Some scary science stuff in there (well, not scary, just unknown to me). But it sounds interesting. I wonder if the "vaccine" they pour into my dad's veins works on the same principle?

Intellectual activity and not a pill, best therapy for Alzheimer's
Modest neuroprotective effects caused by education and intellectual activity at the cellular level may lead to dramatic reductions in the number of cases of Alzheimer's....The study suggests that the most effective neuroprotective therapy for Alzheimer's disease may be education and intellectual activity, and not a pill.
The researchers say that mounting evidence accumulated over the last few years support the notion that intellectual activity increases what neuroscientists call "the cognitive reserve".
According to the model, a mere five per cent increase in the cognitive reserve in the general population may prevent one third of Alzheimer's cases.
So all those dumb matching and video games I play might someday save my brain? All the reading and writing and art? God, I hope so.

S. Korean scientists find key factor in formation of Alzheimer's

A team of South Korean scientists said Wednesday they have discovered a crucial factor in the formation of Alzheimer's disease, a finding likely to help develop a treatment for the neuro-degenerative disorder...The team...discovered that the density of PIP2, a type of an organic compound forming the base of brain cells, plays a crucial part in the inherited form of the disease....The familial type is known to be formed from an overflow of proteins called beta amyloid in brain cells among people with mutated presenilin, another protein. However, scientists in the past could not find the correlation between the two proteins.

Stored data:
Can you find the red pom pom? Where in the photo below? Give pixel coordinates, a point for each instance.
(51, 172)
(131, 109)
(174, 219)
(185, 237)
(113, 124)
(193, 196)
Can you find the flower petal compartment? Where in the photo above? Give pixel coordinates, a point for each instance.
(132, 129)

- Exercise instructions:
• 1. In the Alzheimer's text, what increase in the cognitive reserve of the general population might prevent one third of Alzheimer's cases, according to the model?
• 2. Write the next part of the Alzheimer's text, picking up after its final sentence.

- Task-by-task outputs:
• 1. A five percent increase.

• 2.
The team discovered that the density of PIP2 plays a key role in controlling the level of the two proteins, and that mutations of presenilin led to an increase in PIP2 density, while an artificial increase in the PIP2 density caused a fall in beta amyloids...(A) cure for the disease could be produced when and if we figure out how to control the concentration of PIP2.
More science. I wish I understood it better.

Testosterone 'could prevent' Alzheimer's
Men with higher levels of the hormone testosterone could be more resistant to Alzheimer's disease, a new study claims.
US scientists say they have discovered a direct link between a lack of the male hormone and the onset of similar neurodegenerative diseases in mice.
That's pretty straight forward. And testosterone is already an approved drug. What's the hold-up? It can't HURT can it?

Pomegranate Juice May Thwart Onset of Alzheimer's
If you opt for a glass of pomegranate juice, you may be staving off Alzheimer's disease...pomegranates, when compared to other fruits and vegetables, pack notably high levels of polyphenols. Polyphenols, according to researchers, are one of many antioxidants known to neutralize the harmful effects of free radicals, which attack healthy human cells and cause them to mutate into cancer cells. Free radicals have also been linked to triggering arthritis, atherosclerosis, diabetes, premature aging, and Alzheimer's disease.

Sounds good...and pomegranate juice is yummy enough...

Stem cell Alzheimer's treatment discovered
Scientists have discovered a new treatment for people suffering from diseases including Alzheimer's, dementia and depression involving stimulating the brain to produce more nerve cells.
Starts out good, but then it never really says anything, including how stem cells can help. I'm leaving it in because it's Yule and I feel generous.

Anyway, that's all news from the last COUPLE of days. Amazing.